**Written exercise:** Quote the passage below about the Steele Dossier word for word, in full.

The Steele Dossier Story Collapses Because We Failed to Learn the Lesson of Iraq’s WMD.

At Breaking Points, hosted by Saagar and Krystal, Glenn Greenwald explains the early warning signs that the Steele Dossier was fraudulent: 1) It was regurgitated cold war/McCarthyism BS, and 2) the narrative was supported only by anonymous sources touted by the spy state. Now we know the Steele Dossier was absolute bullshit concocted by the campaign of Hillary Clinton and that it went far and wide thanks to a credulous "news media," leading to the Mueller investigation.

The same news media outlets that enthusiastically pushed the Steele Dossier and all the subsequent Trump-Russian connection falsehoods have almost entirely been silent given the blockbuster news that they were pushing major falsehood for several years and that these falsehoods likely affected the way many people voted in national elections. As Greenwald notes, the legacy news media does not care that it got things so wrong, which is evidence that they were intentionally misleading their audience. This conversation begins at about the 1:20:00 mark:

At least after the WMD fiasco, the NYT (which led the charge for the Iraq invasion (e.g., Judith Miller and Thomas Friedman) repented by acknowledging that many NYT articles regarding WMD were poorly researched and that they should not have printed.

But we have found a number of instances of coverage that was not as rigorous as it should have been. In some cases, information that was controversial then, and seems questionable now, was insufficiently qualified or allowed to stand unchallenged. Looking back, we wish we had been more aggressive in re-examining the claims as new evidence emerged -- or failed to emerge.

**Material supplied:**
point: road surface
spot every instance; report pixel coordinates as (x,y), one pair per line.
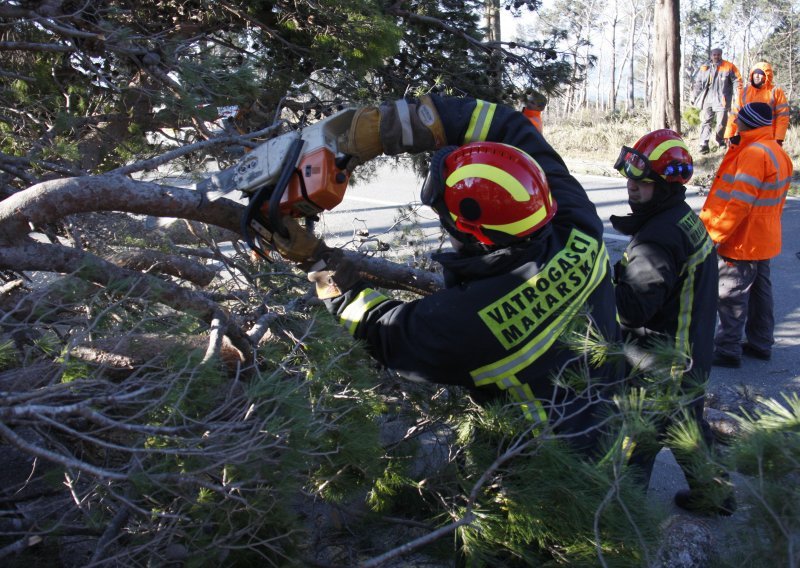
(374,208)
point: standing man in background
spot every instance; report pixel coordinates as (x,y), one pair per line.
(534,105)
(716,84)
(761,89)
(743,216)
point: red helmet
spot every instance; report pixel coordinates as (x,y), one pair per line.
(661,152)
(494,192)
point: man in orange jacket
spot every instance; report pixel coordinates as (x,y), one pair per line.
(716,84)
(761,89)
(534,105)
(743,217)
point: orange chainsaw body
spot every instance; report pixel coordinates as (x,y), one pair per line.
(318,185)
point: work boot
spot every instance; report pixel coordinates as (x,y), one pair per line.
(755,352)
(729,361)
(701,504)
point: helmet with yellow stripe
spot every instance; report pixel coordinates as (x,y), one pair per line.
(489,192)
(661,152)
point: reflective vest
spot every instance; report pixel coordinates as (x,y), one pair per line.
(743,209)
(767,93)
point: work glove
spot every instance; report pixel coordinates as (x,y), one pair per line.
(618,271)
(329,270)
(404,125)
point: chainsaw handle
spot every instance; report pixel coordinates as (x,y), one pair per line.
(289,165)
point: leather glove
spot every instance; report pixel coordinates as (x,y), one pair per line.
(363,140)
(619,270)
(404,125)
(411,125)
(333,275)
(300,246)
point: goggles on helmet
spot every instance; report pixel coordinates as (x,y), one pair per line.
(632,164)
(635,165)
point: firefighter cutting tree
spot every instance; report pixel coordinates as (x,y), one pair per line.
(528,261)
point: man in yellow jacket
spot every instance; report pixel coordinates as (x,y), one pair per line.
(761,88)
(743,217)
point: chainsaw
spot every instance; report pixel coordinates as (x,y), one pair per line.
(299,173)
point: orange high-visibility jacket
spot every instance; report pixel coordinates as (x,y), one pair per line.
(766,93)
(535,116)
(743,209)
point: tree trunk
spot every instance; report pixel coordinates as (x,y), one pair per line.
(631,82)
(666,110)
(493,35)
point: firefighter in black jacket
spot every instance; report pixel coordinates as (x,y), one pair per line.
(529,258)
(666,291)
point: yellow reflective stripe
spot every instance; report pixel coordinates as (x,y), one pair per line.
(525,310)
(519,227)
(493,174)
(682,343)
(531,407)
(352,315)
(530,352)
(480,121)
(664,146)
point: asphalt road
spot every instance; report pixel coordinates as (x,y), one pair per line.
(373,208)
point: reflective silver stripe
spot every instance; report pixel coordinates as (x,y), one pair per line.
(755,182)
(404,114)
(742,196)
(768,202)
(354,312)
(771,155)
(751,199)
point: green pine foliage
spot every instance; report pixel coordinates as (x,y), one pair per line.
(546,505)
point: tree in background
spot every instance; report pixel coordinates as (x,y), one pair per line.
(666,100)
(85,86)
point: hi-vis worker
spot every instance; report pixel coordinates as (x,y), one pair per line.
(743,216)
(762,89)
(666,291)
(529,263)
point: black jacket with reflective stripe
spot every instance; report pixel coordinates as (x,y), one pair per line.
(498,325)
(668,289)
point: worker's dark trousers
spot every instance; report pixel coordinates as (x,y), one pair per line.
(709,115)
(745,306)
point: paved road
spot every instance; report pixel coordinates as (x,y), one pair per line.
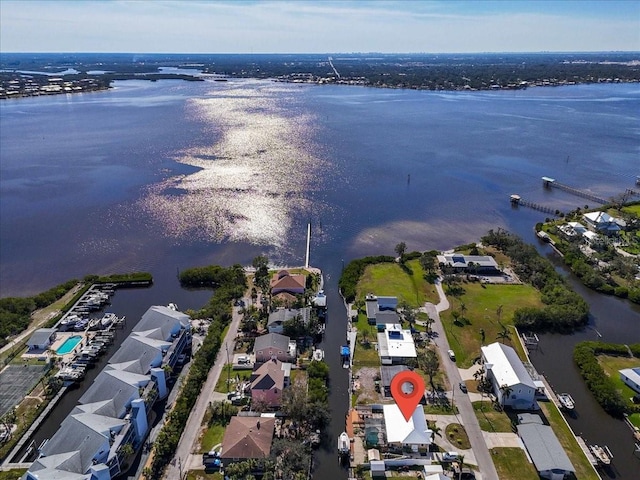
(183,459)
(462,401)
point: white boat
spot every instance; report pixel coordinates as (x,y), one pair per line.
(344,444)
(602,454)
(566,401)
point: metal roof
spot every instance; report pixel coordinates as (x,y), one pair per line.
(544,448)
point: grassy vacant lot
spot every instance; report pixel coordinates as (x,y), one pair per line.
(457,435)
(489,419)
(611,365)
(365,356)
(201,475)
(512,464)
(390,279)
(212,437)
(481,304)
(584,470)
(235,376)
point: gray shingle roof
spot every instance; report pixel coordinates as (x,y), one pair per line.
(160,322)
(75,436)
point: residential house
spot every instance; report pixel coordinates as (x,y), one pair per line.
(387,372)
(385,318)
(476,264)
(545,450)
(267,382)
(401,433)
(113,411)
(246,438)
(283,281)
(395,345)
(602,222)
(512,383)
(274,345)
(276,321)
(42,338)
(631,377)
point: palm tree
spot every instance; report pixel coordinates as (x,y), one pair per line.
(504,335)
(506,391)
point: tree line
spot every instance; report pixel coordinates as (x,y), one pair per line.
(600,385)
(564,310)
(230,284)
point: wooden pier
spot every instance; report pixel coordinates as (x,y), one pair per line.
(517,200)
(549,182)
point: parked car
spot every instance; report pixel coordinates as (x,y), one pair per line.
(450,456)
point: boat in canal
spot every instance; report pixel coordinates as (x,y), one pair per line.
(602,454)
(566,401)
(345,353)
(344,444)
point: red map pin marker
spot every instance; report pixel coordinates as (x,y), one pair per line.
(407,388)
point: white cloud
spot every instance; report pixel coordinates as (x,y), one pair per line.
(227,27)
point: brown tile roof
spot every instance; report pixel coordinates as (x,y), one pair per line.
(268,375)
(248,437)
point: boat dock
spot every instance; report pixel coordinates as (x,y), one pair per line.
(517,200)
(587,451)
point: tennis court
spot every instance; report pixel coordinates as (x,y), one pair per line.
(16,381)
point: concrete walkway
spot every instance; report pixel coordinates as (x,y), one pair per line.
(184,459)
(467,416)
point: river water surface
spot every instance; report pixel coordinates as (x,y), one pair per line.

--

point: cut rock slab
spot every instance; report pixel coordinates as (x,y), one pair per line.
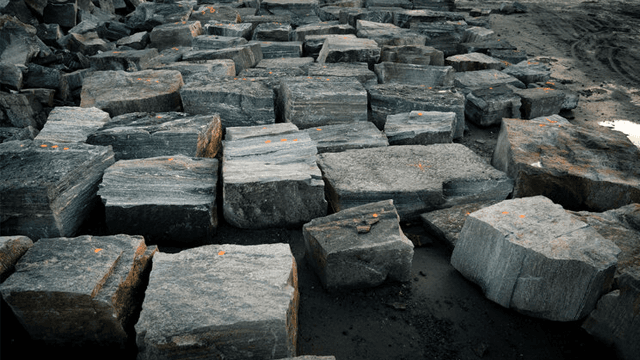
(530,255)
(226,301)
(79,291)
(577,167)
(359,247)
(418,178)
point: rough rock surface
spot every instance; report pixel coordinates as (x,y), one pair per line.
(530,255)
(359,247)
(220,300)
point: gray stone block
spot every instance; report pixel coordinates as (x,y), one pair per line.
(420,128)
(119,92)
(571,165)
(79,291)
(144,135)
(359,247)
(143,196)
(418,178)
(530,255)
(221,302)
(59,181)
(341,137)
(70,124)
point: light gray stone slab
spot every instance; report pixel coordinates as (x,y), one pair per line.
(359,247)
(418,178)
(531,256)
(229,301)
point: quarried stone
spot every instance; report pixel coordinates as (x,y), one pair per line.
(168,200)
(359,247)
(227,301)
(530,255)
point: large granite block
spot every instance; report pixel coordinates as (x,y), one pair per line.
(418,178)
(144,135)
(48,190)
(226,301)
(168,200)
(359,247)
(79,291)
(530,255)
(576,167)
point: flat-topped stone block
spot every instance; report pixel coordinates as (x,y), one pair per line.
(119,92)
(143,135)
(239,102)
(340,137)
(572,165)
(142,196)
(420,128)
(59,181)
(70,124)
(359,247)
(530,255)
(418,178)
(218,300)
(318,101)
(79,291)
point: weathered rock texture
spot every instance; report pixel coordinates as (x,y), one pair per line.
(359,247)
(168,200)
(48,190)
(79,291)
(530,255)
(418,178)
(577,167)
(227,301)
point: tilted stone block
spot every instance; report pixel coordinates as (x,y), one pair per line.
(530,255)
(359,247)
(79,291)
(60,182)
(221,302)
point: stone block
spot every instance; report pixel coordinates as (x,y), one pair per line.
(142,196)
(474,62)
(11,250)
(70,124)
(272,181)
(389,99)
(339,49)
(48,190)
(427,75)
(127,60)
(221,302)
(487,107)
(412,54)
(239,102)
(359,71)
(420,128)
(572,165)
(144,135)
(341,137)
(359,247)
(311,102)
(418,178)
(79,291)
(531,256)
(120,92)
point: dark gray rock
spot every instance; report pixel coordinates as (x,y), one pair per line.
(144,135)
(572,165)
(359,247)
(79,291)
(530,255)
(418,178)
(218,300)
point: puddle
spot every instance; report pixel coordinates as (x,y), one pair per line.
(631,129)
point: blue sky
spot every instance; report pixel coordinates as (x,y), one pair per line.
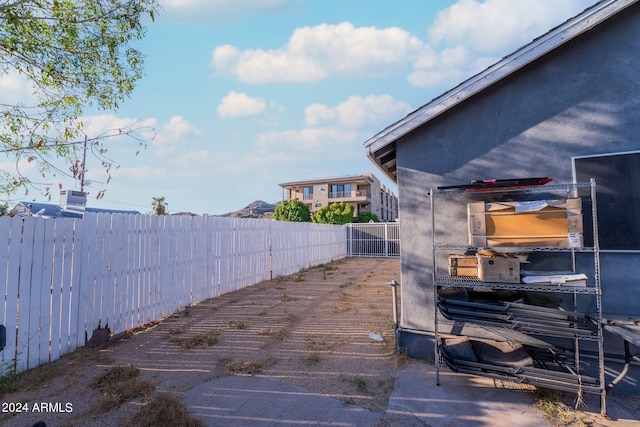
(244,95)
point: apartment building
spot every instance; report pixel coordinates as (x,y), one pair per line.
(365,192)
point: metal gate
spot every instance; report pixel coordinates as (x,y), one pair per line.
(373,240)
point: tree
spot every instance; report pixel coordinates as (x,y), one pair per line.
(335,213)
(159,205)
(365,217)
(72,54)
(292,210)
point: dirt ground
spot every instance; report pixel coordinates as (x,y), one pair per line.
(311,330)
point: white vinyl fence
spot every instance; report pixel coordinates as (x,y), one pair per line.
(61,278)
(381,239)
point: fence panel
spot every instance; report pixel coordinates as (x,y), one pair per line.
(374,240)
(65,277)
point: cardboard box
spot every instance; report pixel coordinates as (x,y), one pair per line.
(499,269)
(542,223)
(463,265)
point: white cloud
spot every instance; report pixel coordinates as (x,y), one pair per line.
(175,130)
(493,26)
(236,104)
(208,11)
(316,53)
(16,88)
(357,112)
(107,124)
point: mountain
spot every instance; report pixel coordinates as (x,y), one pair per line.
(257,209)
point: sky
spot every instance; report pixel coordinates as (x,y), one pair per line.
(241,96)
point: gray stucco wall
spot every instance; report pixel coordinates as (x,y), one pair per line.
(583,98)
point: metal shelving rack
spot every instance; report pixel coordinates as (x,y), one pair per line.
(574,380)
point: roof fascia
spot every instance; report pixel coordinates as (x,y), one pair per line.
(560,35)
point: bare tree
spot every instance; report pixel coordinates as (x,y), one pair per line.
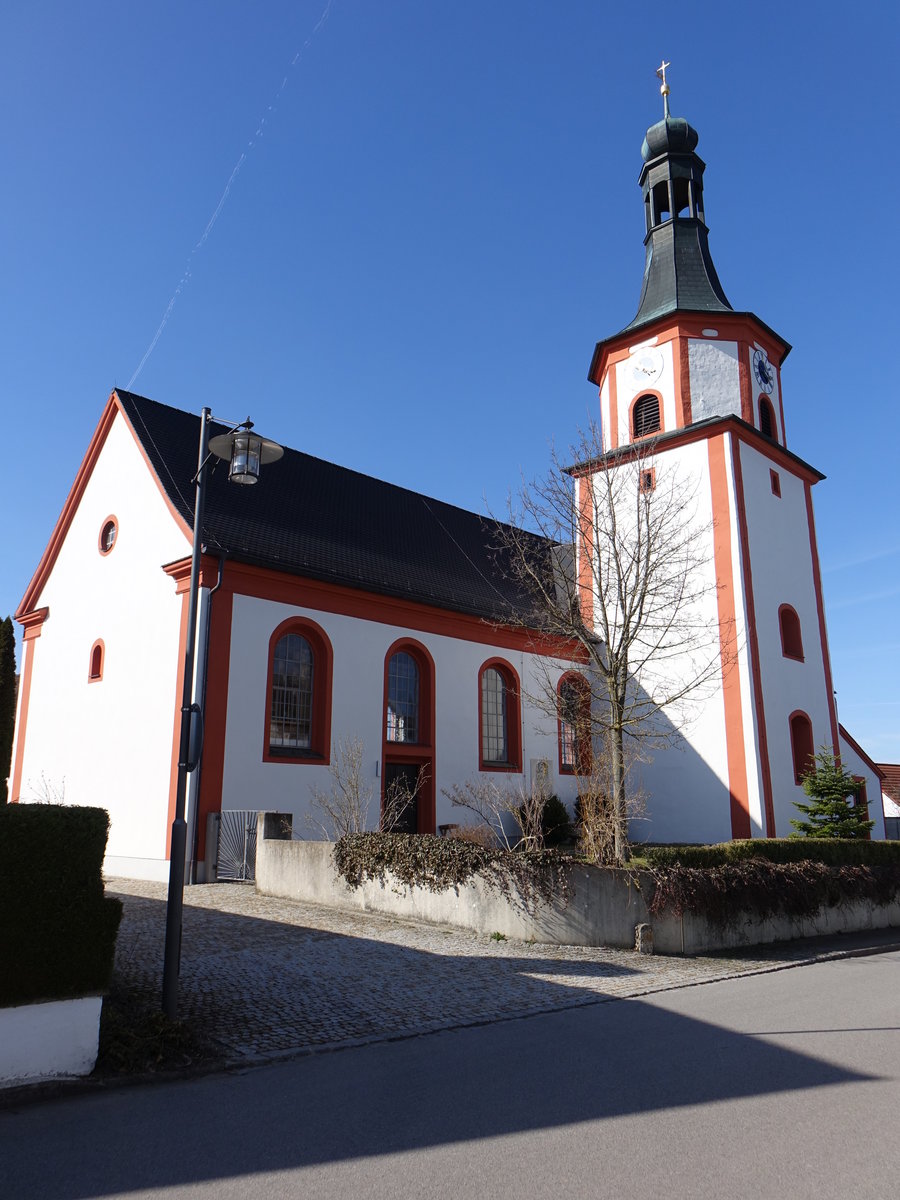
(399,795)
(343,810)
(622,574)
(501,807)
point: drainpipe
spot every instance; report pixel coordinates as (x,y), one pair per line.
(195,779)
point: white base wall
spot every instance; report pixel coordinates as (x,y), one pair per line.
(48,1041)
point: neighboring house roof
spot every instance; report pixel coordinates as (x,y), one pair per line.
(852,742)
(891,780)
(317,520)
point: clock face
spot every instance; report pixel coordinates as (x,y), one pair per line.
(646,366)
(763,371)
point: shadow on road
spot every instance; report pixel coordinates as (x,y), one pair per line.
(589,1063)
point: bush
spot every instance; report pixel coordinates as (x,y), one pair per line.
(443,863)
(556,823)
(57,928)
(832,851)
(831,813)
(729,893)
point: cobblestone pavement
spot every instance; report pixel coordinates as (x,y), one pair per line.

--

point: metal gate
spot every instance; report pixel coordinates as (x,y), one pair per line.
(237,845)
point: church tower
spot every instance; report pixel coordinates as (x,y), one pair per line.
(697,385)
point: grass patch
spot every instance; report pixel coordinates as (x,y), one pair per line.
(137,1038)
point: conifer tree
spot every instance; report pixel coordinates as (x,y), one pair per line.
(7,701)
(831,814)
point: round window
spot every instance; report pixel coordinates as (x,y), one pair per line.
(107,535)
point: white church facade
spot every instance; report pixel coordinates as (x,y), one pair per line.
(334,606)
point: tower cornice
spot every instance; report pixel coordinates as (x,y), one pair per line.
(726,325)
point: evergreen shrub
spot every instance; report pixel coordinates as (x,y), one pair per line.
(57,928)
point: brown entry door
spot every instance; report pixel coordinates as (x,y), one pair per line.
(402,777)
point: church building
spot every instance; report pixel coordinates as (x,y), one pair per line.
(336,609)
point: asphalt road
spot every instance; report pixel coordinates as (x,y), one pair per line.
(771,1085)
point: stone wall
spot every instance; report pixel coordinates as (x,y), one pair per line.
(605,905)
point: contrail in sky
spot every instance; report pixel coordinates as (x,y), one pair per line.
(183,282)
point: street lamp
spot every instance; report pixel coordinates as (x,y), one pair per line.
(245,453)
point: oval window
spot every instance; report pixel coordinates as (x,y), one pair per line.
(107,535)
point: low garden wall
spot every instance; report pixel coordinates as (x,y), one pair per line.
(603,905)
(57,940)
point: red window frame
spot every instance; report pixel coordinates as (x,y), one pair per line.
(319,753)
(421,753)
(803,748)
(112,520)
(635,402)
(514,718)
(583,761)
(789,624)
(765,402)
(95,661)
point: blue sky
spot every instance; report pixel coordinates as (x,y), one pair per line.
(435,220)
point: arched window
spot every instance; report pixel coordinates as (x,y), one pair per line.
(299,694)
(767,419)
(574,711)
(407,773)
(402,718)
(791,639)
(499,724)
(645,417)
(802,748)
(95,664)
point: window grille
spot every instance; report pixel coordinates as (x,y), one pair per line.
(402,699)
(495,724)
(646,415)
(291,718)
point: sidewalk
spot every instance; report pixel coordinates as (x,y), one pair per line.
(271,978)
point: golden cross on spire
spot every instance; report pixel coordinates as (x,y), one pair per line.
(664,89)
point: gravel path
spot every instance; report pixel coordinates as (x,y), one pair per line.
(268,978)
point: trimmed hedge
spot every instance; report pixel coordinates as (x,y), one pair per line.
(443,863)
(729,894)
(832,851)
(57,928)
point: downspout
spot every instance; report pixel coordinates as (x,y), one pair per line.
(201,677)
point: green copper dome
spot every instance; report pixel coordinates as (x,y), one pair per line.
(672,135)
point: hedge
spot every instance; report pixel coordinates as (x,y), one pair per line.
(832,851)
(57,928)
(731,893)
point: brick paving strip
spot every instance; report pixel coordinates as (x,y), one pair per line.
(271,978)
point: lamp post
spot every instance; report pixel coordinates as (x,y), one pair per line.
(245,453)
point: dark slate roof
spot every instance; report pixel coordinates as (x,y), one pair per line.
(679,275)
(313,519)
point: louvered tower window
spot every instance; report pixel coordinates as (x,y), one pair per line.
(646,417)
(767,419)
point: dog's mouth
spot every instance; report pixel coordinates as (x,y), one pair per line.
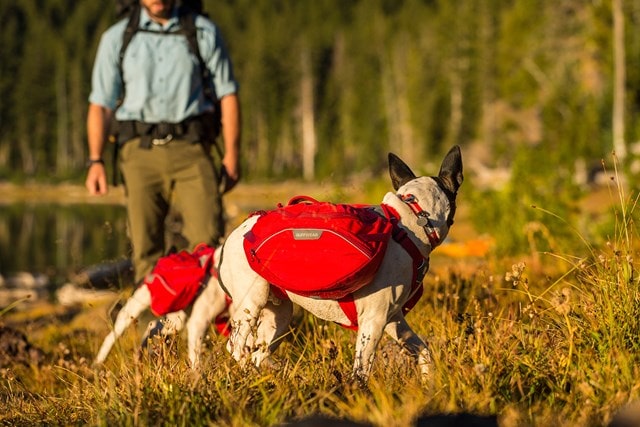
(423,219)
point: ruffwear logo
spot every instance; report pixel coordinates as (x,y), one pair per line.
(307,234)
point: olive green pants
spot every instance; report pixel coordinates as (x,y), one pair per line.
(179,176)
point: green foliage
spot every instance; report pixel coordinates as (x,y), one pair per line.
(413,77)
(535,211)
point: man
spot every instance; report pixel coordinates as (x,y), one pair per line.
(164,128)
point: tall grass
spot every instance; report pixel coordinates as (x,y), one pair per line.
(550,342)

**Task solution:**
The Steele Dossier Story Collapses Because We Failed to Learn the Lesson of Iraq’s WMD.

At Breaking Points, hosted by Saagar and Krystal, Glenn Greenwald explains the early warning signs that the Steele Dossier was fraudulent: 1) It was regurgitated cold war/McCarthyism BS, and 2) the narrative was supported only by anonymous sources touted by the spy state. Now we know the Steele Dossier was absolute bullshit concocted by the campaign of Hillary Clinton and that it went far and wide thanks to a credulous "news media," leading to the Mueller investigation.

The same news media outlets that enthusiastically pushed the Steele Dossier and all the subsequent Trump-Russian connection falsehoods have almost entirely been silent given the blockbuster news that they were pushing major falsehood for several years and that these falsehoods likely affected the way many people voted in national elections. As Greenwald notes, the legacy news media does not care that it got things so wrong, which is evidence that they were intentionally misleading their audience. This conversation begins at about the 1:20:00 mark:

At least after the WMD fiasco, the NYT (which led the charge for the Iraq invasion (e.g., Judith Miller and Thomas Friedman) repented by acknowledging that many NYT articles regarding WMD were poorly researched and that they should not have printed.

But we have found a number of instances of coverage that was not as rigorous as it should have been. In some cases, information that was controversial then, and seems questionable now, was insufficiently qualified or allowed to stand unchallenged. Looking back, we wish we had been more aggressive in re-examining the claims as new evidence emerged -- or failed to emerge.